**Source excerpt**
━━━━━━
FIG. 4D shows that the active stage in the process is the “Develop” stage. Thus, the application system 118 displays the steps 264 for the “Develop” stage in a step display section 266. In the example shown in FIG. 4D, display 252 also includes a stake holder display section 268 that shows stake holders corresponding to this process, and a documents display section 270 that displays links to documents that are associated with this process. It also includes additional detail display sections 272 that display additional details regarding the process. Display 252 is generated prior to the user taking any of the recommendations discussed above. Therefore, it can be seen that the stage display section 254 does not include the stage for engaging stake holders. Also, the steps 264 include the two ineffective steps “Sales Team Signoff” and “Notes from Signoff”.

However, after the user actuates the user input mechanisms to take the suggestions or recommendations generated by data analytics system 124, process update component 152 automatically modifies the process to take those suggestions. Therefore, as discussed above, it will insert a stage to engage stake holders, and it will eliminate the two ineffective steps from the develop stage. In one example, this will automatically be reflected on the process display 252. FIG. 4E shows one example of this. The stage display section 254 shows that the stage 274 for engaging the stake holders has automatically been added. In addition, the steps display section 266 shows that the set of steps 264 no longer includes the two steps that were identified as being ineffective. It can also be seen that the metrics 256 have been updated as well. It can be seen that the probability metric 258 is increased and the days left metric 260 is also increased to reflect the changes to the underlying business process.

FIG. 5 is a flow diagram illustrating one example of how data analytics system 124 identifies and calculates values for KPIs, and generates recommendations, during configuration of a business process. Data analytics system 124 first receives information indicative of a process being configured. This is indicated by block 280 in FIG. 5. This can include stage information 282 that identifies the various stages in the process. It can include step information 284 that identifies the steps in each stage. It can include stake holder identifying metadata 286 that identifies stake holders and document identifier metadata 288 that identifies documents associated with the process. It can include other metadata or other information 290 indicative of other information regarding the configured process.

System 124 then access data that it uses to perform analytics for the given business process. This is indicated by block 292. The data can include, for instance, entity data 294 regarding entities 128 in business data store 114. This information can be related to the entities that form the basis of each stage in the business process, or it can be for related entities as well. It can also access historical data 138 that identifies how successful this or similar business processes have been in the past, or other historical information. This can include information that is used to identify usage patterns of various entities in the system as well. Data analytics system 124 can obtain external data 296 from external data systems 104. This can include a wide variety of other business analytics information that can be used to perform analysis. It can obtain other information 298, also.
━━━━━━
**To do**
1) Repeat the business process description between "FIG. 5 is a" and "the configured process.", inclusive.
2) Carry the business process description forward from the point where it ends.
The items have no connection to the business process description.
━━━━━━
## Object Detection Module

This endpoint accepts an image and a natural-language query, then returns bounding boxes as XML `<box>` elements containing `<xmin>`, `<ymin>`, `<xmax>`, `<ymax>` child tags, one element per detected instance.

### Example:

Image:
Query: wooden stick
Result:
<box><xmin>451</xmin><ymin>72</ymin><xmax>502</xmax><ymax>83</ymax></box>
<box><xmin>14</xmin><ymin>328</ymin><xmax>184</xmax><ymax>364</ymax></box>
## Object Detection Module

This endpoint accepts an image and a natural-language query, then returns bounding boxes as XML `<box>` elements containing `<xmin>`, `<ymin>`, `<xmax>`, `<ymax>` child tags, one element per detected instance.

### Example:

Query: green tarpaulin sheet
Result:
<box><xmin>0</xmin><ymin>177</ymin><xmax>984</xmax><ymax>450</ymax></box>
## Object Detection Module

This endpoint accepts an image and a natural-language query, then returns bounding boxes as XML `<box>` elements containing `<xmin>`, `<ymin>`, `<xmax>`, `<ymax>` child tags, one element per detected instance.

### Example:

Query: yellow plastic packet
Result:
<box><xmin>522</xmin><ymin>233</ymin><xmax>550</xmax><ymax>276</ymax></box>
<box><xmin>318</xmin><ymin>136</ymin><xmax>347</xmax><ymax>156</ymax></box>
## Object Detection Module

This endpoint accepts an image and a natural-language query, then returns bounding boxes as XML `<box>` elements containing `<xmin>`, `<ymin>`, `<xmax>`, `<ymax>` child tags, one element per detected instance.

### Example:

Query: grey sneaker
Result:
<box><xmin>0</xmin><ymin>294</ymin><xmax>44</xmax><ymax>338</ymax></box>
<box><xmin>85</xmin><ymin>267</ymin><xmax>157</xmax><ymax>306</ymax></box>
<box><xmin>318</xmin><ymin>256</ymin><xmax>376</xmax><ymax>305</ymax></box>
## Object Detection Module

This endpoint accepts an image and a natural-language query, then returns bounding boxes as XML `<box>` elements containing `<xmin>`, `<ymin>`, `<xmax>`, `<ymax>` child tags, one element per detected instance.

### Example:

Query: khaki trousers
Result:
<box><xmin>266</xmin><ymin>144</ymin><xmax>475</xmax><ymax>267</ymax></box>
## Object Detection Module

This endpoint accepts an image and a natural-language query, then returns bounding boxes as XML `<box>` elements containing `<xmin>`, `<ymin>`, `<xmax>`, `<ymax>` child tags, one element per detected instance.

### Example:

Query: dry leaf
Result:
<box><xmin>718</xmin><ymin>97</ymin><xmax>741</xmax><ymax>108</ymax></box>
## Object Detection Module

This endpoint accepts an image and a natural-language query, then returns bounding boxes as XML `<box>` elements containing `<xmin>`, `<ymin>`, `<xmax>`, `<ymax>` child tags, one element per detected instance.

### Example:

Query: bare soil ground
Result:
━━━━━━
**Task-by-task answers**
1)
FIG. 5 is a flow diagram illustrating one example of how data analytics system 124 identifies and calculates values for KPIs, and generates recommendations, during configuration of a business process. Data analytics system 124 first receives information indicative of a process being configured. This is indicated by block 280 in FIG. 5. This can include stage information 282 that identifies the various stages in the process. It can include step information 284 that identifies the steps in each stage. It can include stake holder identifying metadata 286 that identifies stake holders and document identifier metadata 288 that identifies documents associated with the process. It can include other metadata or other information 290 indicative of other information regarding the configured process.

2)
KPI identifier component 156 then performs analysis on the data to identify different types of information of interest (such as information that can be reflected in various KPIs). This is indicated by block 300. For instance, the analysis can identify usage patterns of the various entities in business data store 114. This is indicated by block 302. It can identify the particular KPIs that may be useful for a user of this type of business process. This is indicated by block 304. It can identify other types of information of interest as well, and this is indicated by block 306.

KPI calculator component 158 then calculates values or metrics for the identified KPIs. This is indicated by block 308. As mentioned, this can be reflected as KPI values 310, or in other ways 312.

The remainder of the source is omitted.